Excerpts from a dataset
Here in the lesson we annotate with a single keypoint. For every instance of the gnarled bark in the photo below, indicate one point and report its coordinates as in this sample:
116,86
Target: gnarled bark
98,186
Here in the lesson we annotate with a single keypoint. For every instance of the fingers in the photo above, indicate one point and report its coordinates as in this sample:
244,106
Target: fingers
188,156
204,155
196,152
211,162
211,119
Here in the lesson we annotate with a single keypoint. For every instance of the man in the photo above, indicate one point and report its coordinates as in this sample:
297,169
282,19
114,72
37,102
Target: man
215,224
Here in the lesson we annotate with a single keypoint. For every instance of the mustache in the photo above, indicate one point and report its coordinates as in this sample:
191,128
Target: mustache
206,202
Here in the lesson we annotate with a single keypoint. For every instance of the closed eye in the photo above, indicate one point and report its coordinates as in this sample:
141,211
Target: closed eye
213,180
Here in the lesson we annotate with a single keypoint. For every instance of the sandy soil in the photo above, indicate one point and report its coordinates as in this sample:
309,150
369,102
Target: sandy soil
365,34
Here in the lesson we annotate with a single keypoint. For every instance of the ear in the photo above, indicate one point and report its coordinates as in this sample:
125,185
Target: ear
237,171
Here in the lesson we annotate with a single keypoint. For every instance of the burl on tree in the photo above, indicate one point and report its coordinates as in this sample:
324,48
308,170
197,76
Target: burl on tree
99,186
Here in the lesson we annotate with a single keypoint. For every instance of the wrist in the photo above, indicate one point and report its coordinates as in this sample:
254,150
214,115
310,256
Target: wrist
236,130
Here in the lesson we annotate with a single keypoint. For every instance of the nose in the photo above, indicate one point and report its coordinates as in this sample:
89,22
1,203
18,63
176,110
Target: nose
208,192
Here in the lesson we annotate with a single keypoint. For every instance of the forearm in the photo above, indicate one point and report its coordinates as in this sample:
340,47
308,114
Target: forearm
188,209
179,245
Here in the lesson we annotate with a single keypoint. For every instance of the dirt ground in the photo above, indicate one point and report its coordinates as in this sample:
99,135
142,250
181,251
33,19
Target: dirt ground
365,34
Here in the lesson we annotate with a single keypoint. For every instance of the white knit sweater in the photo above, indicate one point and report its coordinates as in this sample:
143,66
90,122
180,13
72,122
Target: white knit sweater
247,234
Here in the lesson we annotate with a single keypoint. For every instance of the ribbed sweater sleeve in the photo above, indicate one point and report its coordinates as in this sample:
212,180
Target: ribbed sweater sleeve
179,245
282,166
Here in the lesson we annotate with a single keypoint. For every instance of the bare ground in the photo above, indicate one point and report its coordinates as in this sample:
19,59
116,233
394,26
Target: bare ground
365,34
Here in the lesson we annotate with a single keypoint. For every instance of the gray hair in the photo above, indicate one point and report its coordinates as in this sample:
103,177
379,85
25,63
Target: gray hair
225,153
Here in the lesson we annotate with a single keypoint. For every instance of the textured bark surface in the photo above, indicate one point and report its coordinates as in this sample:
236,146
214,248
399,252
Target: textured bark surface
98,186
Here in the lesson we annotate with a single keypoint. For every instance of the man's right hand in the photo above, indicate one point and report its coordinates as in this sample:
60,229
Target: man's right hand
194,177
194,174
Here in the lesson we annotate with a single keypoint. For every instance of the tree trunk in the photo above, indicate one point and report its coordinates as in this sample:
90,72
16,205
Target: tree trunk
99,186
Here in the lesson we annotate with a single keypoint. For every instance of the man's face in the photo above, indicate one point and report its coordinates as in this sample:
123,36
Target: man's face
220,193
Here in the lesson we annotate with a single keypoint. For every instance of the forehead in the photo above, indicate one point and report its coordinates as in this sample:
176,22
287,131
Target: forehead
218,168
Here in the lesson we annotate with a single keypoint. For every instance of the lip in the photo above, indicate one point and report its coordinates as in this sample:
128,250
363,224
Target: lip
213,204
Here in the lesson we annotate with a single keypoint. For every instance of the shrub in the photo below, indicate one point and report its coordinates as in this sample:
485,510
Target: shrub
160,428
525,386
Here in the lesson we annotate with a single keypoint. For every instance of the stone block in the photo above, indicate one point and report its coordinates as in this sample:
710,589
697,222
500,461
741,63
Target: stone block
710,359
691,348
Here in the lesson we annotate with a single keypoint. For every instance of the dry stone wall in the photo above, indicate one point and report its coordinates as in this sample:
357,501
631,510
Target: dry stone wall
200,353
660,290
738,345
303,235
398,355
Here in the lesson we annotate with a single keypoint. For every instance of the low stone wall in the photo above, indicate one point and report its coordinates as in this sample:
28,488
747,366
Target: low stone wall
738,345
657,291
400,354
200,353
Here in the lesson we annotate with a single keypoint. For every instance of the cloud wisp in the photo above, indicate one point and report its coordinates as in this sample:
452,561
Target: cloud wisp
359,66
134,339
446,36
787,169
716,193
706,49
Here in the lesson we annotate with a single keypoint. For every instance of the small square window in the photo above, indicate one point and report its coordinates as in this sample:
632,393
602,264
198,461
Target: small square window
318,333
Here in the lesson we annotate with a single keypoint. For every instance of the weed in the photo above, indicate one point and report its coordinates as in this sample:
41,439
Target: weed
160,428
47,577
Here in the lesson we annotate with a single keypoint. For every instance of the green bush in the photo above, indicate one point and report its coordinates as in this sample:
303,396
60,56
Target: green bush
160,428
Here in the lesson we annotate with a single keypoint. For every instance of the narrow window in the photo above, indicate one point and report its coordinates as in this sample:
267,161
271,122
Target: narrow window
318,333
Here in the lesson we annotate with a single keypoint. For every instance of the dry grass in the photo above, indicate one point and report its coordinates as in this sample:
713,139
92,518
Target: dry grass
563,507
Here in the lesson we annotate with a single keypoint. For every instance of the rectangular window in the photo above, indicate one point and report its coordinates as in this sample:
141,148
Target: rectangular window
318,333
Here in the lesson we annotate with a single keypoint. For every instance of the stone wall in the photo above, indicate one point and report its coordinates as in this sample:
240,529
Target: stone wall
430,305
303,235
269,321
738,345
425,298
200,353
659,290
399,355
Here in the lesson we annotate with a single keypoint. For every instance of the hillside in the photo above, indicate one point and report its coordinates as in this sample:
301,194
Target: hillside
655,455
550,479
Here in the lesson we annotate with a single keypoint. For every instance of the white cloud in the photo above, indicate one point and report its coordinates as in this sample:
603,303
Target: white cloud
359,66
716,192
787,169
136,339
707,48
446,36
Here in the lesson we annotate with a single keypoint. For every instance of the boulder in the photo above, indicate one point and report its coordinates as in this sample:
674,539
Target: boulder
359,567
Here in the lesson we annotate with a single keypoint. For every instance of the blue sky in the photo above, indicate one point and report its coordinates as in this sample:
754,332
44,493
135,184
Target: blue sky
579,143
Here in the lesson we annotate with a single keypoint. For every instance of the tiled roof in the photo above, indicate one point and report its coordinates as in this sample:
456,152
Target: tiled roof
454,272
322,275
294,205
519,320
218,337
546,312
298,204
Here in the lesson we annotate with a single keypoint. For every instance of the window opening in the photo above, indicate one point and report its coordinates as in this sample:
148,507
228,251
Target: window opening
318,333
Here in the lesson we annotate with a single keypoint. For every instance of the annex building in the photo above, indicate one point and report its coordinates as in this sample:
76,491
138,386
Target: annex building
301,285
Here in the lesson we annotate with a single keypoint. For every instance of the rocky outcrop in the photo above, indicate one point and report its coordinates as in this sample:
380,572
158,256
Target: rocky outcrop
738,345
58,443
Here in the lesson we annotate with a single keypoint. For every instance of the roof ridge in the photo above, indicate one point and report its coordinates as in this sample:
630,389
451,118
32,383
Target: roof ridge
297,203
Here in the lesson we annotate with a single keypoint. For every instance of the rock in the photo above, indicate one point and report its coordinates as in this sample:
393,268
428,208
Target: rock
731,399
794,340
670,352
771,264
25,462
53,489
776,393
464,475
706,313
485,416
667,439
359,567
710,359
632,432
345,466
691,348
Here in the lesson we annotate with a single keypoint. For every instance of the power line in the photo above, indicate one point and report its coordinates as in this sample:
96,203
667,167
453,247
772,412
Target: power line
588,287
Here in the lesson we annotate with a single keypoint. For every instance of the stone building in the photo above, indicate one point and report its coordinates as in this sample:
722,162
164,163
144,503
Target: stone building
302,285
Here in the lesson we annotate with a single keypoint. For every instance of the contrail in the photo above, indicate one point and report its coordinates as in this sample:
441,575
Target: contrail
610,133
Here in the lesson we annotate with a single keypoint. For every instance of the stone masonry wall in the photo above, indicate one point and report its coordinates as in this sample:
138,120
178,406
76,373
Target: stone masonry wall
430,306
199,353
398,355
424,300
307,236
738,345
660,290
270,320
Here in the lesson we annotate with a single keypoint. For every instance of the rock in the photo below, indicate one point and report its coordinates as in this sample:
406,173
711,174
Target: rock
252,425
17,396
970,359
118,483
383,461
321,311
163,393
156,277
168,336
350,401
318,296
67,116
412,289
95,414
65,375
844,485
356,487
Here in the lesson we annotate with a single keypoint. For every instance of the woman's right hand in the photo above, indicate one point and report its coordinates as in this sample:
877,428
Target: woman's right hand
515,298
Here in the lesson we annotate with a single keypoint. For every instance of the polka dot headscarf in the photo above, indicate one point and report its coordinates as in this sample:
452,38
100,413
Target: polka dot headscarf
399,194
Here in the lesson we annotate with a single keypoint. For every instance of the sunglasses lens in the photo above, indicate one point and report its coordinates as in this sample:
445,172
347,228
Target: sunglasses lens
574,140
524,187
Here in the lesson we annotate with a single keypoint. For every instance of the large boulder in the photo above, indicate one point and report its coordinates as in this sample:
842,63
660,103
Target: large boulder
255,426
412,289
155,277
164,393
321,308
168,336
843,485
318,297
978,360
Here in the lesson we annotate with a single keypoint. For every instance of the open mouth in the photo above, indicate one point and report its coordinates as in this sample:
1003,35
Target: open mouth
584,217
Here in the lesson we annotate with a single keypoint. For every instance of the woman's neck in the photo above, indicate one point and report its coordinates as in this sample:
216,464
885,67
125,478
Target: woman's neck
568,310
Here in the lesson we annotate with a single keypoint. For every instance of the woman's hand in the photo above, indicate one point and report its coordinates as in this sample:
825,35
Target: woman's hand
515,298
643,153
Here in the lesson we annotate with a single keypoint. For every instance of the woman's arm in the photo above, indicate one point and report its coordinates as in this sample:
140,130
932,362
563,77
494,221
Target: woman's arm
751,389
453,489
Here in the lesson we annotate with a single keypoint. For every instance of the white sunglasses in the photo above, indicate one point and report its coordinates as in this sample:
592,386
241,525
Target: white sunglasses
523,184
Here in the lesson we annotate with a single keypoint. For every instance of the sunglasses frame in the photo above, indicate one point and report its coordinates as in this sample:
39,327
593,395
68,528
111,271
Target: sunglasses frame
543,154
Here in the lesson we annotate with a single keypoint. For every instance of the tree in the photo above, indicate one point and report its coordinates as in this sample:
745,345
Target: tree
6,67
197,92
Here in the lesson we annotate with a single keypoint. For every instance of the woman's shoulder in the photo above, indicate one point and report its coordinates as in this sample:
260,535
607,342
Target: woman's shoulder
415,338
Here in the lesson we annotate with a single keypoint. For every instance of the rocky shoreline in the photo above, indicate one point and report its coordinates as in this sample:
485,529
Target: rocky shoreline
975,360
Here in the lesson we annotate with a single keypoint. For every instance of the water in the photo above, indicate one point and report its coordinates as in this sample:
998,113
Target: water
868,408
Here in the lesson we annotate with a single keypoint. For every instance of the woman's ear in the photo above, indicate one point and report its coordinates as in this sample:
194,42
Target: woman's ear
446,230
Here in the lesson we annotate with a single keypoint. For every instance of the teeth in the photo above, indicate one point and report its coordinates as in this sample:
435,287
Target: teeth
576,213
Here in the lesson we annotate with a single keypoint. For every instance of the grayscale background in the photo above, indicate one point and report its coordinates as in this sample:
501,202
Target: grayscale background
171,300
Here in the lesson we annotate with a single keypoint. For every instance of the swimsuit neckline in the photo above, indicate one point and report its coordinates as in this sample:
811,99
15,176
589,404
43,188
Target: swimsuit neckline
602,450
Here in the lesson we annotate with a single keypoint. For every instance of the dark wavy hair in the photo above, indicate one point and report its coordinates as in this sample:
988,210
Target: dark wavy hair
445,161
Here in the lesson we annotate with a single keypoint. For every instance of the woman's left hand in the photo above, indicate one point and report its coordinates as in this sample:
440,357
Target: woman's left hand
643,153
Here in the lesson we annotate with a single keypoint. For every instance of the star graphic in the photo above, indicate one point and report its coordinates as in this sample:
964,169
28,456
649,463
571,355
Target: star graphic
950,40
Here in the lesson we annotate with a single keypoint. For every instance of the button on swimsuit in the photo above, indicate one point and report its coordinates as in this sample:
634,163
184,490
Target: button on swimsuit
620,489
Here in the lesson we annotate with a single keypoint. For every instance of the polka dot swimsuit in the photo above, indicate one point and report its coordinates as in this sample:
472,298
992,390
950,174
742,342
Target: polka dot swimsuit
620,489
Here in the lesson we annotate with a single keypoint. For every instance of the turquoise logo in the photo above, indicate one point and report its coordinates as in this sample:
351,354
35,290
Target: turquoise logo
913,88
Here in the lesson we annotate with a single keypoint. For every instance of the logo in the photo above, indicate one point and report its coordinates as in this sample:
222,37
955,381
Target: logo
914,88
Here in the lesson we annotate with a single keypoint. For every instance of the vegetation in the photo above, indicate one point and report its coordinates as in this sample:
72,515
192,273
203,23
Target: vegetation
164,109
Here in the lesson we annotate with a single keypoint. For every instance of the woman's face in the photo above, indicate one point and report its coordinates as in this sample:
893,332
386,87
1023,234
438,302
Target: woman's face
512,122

**Instructions to follow**
Gather each line in the entries above where the string "below" is found.

**Answer box**
Here in the lesson we annotate with a single keypoint. For every instance of the gnarled bark in the photo below, indicate one point and report its coordinates as in this sample:
Here in the lesson we annotate with a single keypoint. For every instance of the shrub in the photo below, indicate one point and report its coordinates as in this sample:
Here in the lesson we annotate with a single keypoint. For every instance of the rock in the photo below, indicate one point and report its coordinates as in this sample:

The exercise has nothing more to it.